Material shown –
====
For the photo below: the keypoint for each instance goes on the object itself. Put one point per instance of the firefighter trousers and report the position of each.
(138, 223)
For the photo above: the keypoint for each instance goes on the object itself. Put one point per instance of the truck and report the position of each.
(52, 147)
====
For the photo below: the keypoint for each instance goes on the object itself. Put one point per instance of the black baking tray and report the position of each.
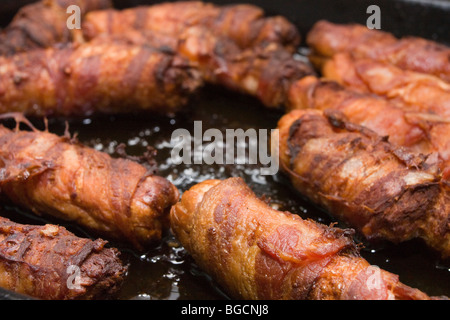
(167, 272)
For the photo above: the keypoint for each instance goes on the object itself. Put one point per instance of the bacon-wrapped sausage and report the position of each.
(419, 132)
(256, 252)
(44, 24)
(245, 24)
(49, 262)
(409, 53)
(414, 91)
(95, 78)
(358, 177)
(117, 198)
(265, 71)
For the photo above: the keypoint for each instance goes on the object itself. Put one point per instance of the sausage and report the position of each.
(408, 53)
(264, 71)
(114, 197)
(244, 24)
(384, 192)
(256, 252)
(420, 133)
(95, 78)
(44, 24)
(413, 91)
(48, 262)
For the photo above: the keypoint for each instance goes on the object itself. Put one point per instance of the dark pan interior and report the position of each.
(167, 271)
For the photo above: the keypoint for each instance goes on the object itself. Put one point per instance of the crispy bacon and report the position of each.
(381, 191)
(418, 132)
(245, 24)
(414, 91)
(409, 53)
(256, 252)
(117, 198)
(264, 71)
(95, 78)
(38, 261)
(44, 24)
====
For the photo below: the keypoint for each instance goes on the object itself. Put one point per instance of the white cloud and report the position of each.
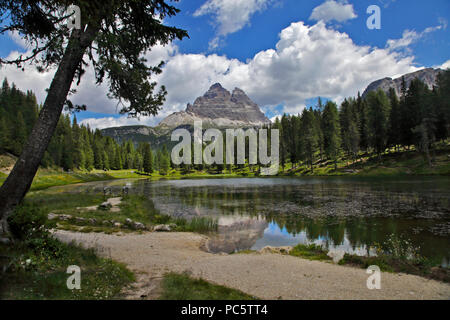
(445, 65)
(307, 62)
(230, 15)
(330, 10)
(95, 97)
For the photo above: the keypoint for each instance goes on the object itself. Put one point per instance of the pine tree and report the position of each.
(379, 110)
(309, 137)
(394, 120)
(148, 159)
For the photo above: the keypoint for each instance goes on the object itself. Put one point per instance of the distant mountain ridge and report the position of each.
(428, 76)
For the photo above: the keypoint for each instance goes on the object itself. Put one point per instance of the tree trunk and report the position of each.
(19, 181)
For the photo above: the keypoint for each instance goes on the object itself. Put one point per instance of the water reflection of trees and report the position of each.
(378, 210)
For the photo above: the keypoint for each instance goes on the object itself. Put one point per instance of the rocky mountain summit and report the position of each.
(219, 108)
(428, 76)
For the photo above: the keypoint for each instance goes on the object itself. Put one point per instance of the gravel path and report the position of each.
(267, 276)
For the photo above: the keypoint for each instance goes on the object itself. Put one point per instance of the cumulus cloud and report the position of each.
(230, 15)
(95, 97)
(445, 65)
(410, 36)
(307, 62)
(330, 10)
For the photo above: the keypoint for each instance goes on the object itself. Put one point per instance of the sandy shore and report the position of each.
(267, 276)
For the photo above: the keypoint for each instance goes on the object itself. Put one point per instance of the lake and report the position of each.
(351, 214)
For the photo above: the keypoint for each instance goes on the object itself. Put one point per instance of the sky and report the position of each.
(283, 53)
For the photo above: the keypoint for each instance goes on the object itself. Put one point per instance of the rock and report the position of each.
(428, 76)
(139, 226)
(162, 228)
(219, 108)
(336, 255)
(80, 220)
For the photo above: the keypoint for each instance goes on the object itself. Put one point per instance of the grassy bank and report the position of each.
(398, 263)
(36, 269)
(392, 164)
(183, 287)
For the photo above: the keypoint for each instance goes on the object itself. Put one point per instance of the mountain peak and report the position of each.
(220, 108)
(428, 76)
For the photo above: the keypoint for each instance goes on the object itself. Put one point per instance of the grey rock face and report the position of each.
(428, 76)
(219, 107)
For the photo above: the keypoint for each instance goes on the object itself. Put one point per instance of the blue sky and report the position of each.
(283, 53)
====
Given task –
Return every line of the items above that contains the string "bacon". Case counts when matching.

Result of the task –
For the photo above: the keypoint for each instance goes on the object itself. Put one point per instance of the bacon-wrapped sausage and report the position of each.
For the photo above: the keypoint for each instance goes on the object itself. Put one point per instance of the crispy bacon and report the position of each.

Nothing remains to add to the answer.